(Rekordy)
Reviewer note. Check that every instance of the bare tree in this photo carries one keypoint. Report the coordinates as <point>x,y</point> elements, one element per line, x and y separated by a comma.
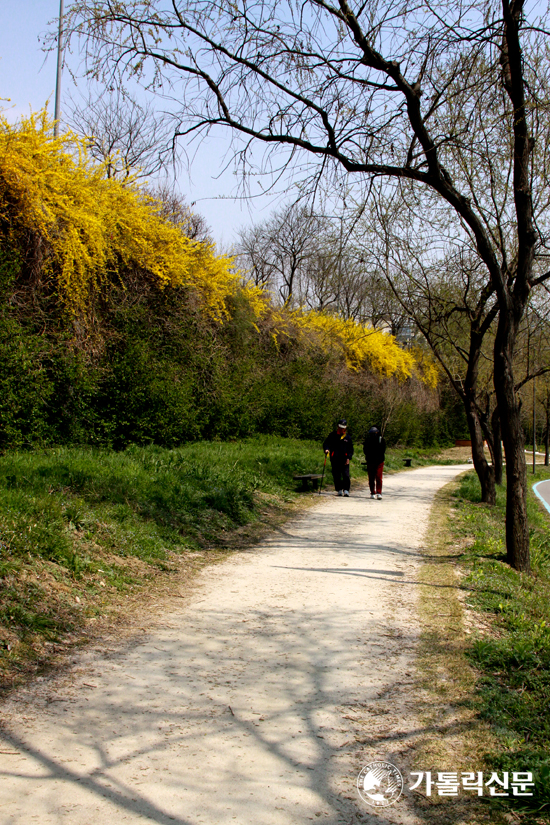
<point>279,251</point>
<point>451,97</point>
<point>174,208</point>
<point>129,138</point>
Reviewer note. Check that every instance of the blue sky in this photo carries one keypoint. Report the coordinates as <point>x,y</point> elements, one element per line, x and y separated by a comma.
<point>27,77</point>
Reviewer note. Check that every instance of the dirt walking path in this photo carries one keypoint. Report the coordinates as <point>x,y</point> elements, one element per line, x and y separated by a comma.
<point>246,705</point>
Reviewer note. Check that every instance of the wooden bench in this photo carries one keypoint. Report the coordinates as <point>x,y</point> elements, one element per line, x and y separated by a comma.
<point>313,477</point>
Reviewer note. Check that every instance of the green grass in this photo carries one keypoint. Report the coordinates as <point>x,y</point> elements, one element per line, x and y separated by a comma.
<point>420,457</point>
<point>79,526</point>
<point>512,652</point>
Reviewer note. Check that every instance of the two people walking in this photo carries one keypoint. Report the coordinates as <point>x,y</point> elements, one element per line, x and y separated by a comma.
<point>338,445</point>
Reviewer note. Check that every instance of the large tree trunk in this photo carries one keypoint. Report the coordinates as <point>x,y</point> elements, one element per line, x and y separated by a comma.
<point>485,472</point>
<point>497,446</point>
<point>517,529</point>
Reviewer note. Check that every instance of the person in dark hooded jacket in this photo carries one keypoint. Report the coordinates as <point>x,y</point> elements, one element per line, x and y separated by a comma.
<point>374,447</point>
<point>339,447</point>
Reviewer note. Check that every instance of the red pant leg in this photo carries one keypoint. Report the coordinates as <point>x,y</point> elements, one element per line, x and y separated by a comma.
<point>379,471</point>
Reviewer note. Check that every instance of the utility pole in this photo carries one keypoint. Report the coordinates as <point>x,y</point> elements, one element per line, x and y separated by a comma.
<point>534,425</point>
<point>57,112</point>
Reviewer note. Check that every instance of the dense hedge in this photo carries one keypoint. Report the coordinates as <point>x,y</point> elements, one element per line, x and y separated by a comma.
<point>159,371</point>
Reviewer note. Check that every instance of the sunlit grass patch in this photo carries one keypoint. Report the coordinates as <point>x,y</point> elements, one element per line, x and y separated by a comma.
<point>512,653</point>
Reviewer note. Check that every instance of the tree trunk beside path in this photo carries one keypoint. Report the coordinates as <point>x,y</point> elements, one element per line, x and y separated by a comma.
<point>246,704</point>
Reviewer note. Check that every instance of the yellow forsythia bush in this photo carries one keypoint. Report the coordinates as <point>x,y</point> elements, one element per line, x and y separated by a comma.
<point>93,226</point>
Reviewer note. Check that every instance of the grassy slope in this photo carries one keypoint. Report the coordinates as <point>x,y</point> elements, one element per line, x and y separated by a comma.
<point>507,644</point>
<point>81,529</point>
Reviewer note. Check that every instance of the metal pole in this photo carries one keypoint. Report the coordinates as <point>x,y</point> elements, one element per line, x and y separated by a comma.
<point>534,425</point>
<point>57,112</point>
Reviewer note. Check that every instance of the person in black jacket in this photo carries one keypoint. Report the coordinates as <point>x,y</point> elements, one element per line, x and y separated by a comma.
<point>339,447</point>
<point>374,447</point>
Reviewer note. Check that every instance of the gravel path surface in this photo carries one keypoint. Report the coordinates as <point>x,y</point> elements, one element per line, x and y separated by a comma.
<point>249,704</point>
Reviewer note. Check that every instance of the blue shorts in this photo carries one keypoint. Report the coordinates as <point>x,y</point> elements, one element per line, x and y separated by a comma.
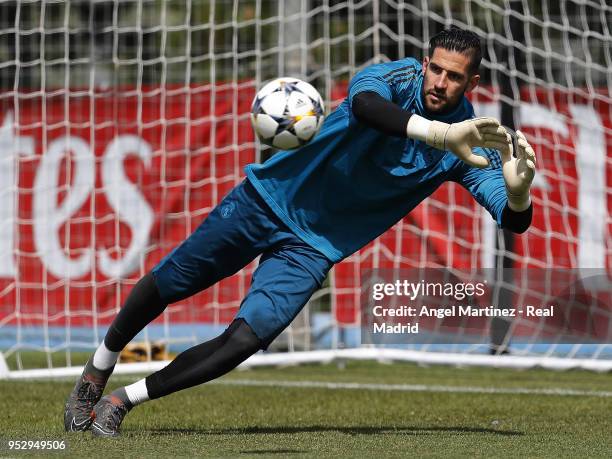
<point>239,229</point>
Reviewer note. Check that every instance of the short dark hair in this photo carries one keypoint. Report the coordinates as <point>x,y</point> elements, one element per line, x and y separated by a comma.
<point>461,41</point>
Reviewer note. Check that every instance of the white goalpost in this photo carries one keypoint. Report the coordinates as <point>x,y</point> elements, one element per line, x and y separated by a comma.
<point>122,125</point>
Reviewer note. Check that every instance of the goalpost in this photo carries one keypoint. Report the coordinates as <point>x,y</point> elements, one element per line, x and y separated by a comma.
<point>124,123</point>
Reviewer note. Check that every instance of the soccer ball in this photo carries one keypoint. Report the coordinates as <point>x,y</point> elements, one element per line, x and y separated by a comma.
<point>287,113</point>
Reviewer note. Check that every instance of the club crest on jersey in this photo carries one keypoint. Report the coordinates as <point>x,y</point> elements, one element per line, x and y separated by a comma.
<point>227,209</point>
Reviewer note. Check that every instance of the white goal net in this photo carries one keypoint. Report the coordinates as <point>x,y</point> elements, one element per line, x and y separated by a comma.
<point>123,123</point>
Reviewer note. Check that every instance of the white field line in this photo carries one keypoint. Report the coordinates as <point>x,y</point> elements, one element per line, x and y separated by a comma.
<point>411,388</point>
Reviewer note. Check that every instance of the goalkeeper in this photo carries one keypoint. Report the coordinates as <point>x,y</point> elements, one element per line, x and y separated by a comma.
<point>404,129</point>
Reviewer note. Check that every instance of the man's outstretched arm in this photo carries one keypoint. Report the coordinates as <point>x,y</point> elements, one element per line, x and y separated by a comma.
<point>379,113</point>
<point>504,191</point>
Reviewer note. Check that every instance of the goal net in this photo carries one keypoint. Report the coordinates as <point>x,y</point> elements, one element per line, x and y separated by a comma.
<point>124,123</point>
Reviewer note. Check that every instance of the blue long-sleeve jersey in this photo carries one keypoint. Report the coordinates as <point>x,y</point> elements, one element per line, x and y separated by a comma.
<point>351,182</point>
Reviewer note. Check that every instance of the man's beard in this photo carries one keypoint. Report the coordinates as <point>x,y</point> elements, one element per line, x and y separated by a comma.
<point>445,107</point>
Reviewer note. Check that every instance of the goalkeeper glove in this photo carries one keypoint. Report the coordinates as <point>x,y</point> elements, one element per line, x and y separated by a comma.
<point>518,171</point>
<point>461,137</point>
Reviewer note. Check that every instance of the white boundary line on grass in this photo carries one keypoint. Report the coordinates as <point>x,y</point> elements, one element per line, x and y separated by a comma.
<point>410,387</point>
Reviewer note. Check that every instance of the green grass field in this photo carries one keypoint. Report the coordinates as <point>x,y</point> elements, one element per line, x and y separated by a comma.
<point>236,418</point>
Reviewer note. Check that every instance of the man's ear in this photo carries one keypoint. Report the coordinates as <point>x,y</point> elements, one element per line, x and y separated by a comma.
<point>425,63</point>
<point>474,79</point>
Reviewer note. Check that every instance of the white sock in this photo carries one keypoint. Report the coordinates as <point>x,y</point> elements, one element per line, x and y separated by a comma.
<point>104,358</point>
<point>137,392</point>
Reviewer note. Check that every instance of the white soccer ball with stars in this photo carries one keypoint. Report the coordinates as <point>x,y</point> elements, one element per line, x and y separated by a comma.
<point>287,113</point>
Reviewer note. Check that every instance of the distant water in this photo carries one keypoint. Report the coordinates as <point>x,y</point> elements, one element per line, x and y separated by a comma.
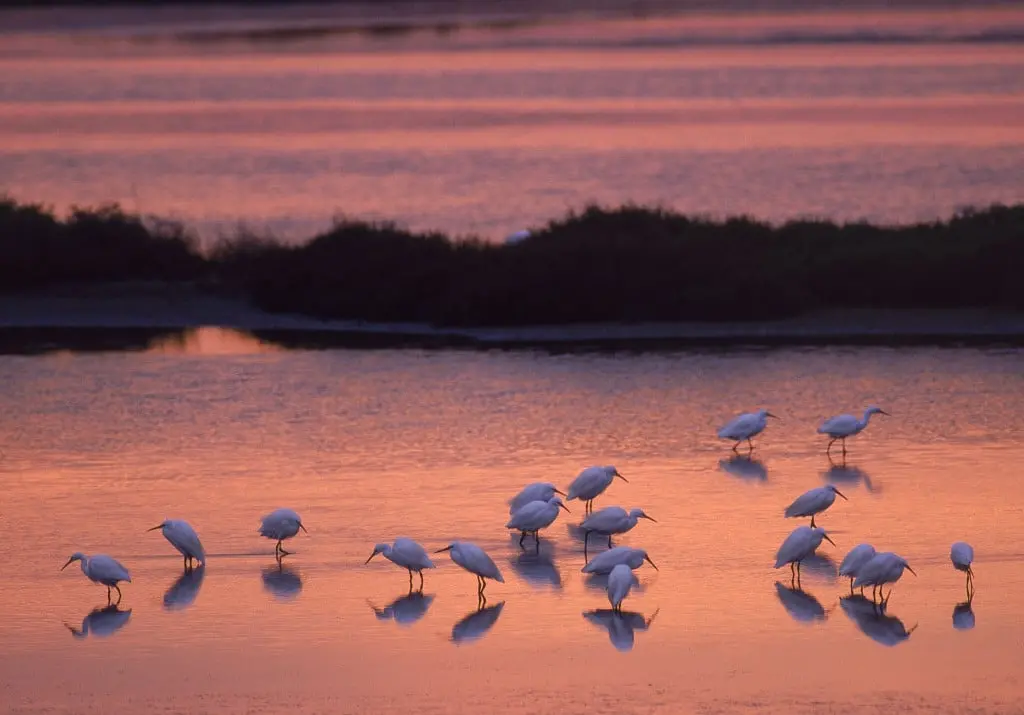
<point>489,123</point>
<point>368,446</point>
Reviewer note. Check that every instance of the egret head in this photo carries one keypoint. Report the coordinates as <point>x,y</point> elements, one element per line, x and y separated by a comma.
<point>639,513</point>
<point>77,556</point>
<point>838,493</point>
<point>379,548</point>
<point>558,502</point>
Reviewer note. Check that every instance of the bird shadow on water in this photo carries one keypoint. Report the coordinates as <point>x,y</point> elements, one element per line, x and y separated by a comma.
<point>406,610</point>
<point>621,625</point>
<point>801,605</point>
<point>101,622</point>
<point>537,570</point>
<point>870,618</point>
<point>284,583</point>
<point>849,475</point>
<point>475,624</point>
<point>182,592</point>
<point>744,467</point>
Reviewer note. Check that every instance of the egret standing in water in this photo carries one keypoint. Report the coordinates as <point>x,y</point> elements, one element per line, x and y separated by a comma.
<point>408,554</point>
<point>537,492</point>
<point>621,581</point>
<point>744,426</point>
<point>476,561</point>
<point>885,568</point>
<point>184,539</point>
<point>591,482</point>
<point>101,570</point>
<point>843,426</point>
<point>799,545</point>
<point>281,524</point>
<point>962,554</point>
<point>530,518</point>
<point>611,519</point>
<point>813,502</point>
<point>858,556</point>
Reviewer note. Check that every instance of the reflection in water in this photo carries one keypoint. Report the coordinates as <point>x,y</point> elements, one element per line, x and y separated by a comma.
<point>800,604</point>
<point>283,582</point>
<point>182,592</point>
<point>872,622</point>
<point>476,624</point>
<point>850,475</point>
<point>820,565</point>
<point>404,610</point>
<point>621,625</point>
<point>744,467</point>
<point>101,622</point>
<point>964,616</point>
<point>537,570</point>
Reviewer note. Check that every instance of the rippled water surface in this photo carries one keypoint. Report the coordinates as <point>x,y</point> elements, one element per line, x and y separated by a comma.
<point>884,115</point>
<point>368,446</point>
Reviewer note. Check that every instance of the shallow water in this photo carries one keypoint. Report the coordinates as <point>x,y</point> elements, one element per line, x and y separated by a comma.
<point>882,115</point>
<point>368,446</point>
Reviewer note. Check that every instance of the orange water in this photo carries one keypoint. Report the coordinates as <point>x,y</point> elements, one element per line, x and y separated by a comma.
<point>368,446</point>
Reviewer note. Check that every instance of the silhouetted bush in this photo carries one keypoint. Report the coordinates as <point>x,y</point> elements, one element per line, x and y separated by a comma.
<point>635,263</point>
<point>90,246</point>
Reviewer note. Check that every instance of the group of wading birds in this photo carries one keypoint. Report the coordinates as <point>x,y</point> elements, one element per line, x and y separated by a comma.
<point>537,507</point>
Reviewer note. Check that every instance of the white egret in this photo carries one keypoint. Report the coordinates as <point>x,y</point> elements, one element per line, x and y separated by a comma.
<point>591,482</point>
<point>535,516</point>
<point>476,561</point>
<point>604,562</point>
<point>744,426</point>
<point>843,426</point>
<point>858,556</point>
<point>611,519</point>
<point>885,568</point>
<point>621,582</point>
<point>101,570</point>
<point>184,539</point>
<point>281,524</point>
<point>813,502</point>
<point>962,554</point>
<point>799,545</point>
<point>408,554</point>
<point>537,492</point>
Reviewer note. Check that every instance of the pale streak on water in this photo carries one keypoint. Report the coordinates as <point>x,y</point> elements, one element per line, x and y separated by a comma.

#### [CEL ZADANIA]
Przepisz fragment listingu od wiersza zawierającego „Reviewer note. Check that every instance of the dirt” do wiersza zawierającego „<point>338,445</point>” włącznie. Zamień w nim „Reviewer note” na „Annotator note”, a resztę pozostaw bez zmian.

#### [ODPOWIEDŹ]
Annotator note. Check that every instance of the dirt walking path in this photo carries one keypoint. Report the coordinates as <point>x,y</point> elements, one element per line, x and y separated by a comma.
<point>246,705</point>
Annotator note. Check that every instance of the wooden bench in this photo carries one keypoint. Report the coordinates as <point>x,y</point> elements, one element per line, x and y separated by a comma.
<point>313,477</point>
Annotator note. Check that every instance of the green grass in this photo carries one keypoint. Report the coordinates as <point>x,y</point> elements, one element per line, x and y separated by a comma.
<point>420,457</point>
<point>79,526</point>
<point>512,652</point>
Annotator note. Check that every instance of the two people walking in this photo carries one keypoint. Report the coordinates as <point>x,y</point> elements, one element per line, x and y separated by a comma.
<point>338,445</point>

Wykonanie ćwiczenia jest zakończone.